Task description:
In the data that follows, each entry is to be restated exactly.

Source material:
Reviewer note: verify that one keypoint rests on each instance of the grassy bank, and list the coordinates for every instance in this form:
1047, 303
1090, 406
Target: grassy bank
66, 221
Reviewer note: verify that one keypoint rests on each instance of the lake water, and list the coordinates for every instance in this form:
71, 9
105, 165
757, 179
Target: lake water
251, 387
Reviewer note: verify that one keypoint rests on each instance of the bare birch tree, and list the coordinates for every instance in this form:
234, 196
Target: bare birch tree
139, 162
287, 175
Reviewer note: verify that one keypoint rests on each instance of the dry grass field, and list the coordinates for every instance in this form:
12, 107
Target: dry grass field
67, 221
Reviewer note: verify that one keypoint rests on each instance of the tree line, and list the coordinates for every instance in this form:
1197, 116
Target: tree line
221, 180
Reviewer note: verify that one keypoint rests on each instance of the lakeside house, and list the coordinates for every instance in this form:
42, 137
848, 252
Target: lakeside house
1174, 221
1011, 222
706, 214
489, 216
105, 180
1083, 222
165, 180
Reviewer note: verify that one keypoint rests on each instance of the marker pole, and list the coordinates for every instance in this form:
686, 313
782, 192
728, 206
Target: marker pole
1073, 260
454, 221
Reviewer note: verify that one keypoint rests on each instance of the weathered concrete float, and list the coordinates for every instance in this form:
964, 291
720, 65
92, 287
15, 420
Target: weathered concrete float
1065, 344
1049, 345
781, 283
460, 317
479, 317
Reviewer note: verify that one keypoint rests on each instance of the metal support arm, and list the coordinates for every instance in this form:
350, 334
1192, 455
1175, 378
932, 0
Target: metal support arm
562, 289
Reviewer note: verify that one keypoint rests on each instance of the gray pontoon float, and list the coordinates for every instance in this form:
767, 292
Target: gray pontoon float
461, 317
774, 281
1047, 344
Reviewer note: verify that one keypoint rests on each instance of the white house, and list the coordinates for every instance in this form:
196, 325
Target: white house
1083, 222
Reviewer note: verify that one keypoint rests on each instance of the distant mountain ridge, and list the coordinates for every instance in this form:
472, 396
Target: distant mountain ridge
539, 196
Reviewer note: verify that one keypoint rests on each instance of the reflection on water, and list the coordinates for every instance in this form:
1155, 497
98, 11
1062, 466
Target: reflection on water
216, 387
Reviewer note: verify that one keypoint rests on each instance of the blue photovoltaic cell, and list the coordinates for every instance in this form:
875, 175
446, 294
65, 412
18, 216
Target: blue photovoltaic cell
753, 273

Result:
Reviewer note: verify that one keypoint rests on each instance of the grassy bank, and list the coordinates for every instance in this form:
1047, 303
1090, 406
Target: grassy bank
66, 221
Reviewer note: verify that one keypoint rests on each instance of the lake water, and list the coordinates for every instance in this form:
71, 9
105, 165
757, 179
Target: lake water
251, 387
Reviewer note: verify that one keypoint rests on each instance of the bare birch tree, and list the coordinates for every instance in this form:
234, 196
Target: bare birch tree
139, 162
287, 175
Reviewer note: verify that one keypoint rests on each instance of the dry grass field, and list the coordinates for every instance in this form:
12, 107
Target: dry grass field
67, 221
Reviewer note: verify that one keypoint rests on each instance of the tree line, and list the coordinates for every instance in this form:
1197, 116
Target: tree line
221, 180
Reviewer note: verify that one keypoint rests on each instance of the lakeside house, and list the coordinates for every instance in this form:
42, 137
848, 252
Target: lakeside house
1174, 221
1011, 222
706, 214
489, 216
105, 180
1083, 222
165, 180
Reviewer note: verify that one keypoint rests on each instance of the marker pole, and list the coordinates for every instance in this form:
686, 313
782, 192
728, 206
Target: marker pole
1073, 260
454, 221
Reviewer note: verify that one keypoint rests on each instance of the weathered concrete float, and list the coordinates for every instance in this form:
964, 291
720, 65
92, 287
15, 420
Target: weathered concrete float
1065, 344
1049, 345
781, 283
460, 317
479, 317
Reviewer note: verify that one keypoint rests on each instance of the metal support arm, and list the coordinates for every instance in this form:
350, 334
1192, 455
1175, 378
932, 0
Target: metal support arm
562, 289
Reviewer note: verify that one keypoint rests on each instance of the gray pontoon float, and list the coordinates for every instance in this form:
767, 292
Target: gray pontoon float
461, 317
774, 281
1047, 344
Reviewer note: verify that one keypoint rests on each instance of the white house, and list the coordinates for every instance in this form:
196, 325
Target: white house
1083, 222
Reviewer note: verify that one keypoint rests on each instance of the distant mountain ridge, and list the coordinates for every instance in this form:
472, 396
Target: distant mountain ridge
539, 196
Reviewer note: verify that one keypoint rests on each instance of the reflection on water, and list the coordinates for every instance in this form:
1155, 497
98, 11
1062, 466
Target: reflection on water
216, 387
Reviewer note: verify that one keypoint rests on each instance of the blue photovoltaic cell, and list the coordinates for every instance in this form:
875, 175
446, 294
65, 412
18, 216
Target: blue photovoltaic cell
753, 273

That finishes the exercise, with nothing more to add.